Records
┌──

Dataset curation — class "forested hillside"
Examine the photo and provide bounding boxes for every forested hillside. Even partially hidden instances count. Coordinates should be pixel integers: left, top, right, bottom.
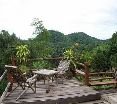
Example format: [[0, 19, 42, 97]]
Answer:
[[0, 19, 117, 72]]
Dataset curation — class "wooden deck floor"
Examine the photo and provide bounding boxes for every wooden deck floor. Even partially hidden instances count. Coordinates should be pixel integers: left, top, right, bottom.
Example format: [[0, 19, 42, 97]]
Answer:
[[3, 80, 100, 104]]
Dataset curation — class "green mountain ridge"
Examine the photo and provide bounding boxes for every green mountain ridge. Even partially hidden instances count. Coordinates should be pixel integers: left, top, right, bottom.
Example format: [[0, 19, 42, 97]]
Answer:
[[49, 30, 107, 51]]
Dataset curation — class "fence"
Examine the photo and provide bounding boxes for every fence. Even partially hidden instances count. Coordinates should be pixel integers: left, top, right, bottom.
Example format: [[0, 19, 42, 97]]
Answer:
[[0, 70, 10, 104]]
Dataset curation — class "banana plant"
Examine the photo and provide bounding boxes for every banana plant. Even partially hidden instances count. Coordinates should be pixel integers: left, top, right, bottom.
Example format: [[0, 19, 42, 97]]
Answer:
[[16, 45, 30, 64]]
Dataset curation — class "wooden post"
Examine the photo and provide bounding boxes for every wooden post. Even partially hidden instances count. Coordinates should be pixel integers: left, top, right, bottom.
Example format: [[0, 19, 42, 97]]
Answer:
[[84, 63, 90, 86]]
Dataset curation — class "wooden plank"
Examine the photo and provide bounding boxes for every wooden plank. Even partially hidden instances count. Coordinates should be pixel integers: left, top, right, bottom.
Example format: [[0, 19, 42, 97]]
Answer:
[[90, 80, 117, 86], [76, 69, 85, 75], [0, 70, 7, 82], [90, 72, 114, 76], [0, 82, 11, 104], [90, 77, 113, 81]]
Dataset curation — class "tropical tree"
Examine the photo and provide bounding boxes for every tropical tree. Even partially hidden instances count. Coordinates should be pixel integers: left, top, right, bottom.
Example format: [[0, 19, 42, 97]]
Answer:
[[16, 45, 30, 64]]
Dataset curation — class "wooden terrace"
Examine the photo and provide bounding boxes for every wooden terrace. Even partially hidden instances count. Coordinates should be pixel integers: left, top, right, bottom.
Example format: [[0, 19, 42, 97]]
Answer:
[[3, 80, 100, 104]]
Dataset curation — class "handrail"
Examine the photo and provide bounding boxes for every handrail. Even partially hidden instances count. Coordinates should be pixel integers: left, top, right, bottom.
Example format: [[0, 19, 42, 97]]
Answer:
[[0, 70, 10, 104], [0, 82, 11, 104], [0, 70, 7, 82], [28, 57, 63, 61]]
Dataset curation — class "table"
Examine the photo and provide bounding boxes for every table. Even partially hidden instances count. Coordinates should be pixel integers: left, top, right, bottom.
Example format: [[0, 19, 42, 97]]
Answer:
[[33, 69, 59, 93]]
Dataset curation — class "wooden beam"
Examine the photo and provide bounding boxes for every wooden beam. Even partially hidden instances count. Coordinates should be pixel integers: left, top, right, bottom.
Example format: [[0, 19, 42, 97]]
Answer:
[[0, 82, 11, 104], [0, 70, 7, 82]]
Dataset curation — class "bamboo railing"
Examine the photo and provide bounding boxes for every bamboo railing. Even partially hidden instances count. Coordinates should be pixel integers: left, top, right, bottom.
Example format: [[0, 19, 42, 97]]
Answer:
[[0, 70, 10, 104]]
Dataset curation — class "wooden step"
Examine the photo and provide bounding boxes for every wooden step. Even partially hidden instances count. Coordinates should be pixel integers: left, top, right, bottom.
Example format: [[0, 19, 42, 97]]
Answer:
[[89, 77, 113, 81], [90, 80, 117, 86]]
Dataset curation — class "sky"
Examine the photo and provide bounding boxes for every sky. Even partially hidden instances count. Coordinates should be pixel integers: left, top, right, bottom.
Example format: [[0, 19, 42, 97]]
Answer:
[[0, 0, 117, 39]]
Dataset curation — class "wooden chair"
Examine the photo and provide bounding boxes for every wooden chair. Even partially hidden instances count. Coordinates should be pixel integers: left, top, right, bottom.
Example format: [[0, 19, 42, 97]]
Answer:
[[54, 60, 70, 83], [5, 65, 37, 100]]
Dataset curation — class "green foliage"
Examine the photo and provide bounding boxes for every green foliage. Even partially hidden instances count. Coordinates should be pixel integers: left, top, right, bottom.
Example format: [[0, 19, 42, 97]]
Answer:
[[92, 45, 111, 71], [33, 60, 52, 70], [31, 18, 45, 35], [80, 51, 93, 64], [16, 45, 30, 64]]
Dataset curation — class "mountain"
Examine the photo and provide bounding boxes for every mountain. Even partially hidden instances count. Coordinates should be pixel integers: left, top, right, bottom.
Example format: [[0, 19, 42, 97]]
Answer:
[[49, 30, 106, 51]]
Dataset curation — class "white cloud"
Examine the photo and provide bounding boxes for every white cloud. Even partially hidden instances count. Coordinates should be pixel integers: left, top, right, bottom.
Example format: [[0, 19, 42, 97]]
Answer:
[[0, 0, 117, 39]]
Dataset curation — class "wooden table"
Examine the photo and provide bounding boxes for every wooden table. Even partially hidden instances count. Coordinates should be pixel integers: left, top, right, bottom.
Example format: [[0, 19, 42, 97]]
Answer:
[[33, 69, 58, 93]]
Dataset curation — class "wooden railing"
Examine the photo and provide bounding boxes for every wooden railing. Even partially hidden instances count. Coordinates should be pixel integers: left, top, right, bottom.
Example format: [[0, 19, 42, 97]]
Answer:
[[0, 70, 10, 104]]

└──

Your task | From the records above, pull out each line that contains the string "plant" and list those lines.

The completed task |
Dataset curation — class "banana plant"
Examine the photo and provide bounding boxes for every banana plant. Even partially hidden instances count. Coordinates should be pixel integers: left, top, right, bottom.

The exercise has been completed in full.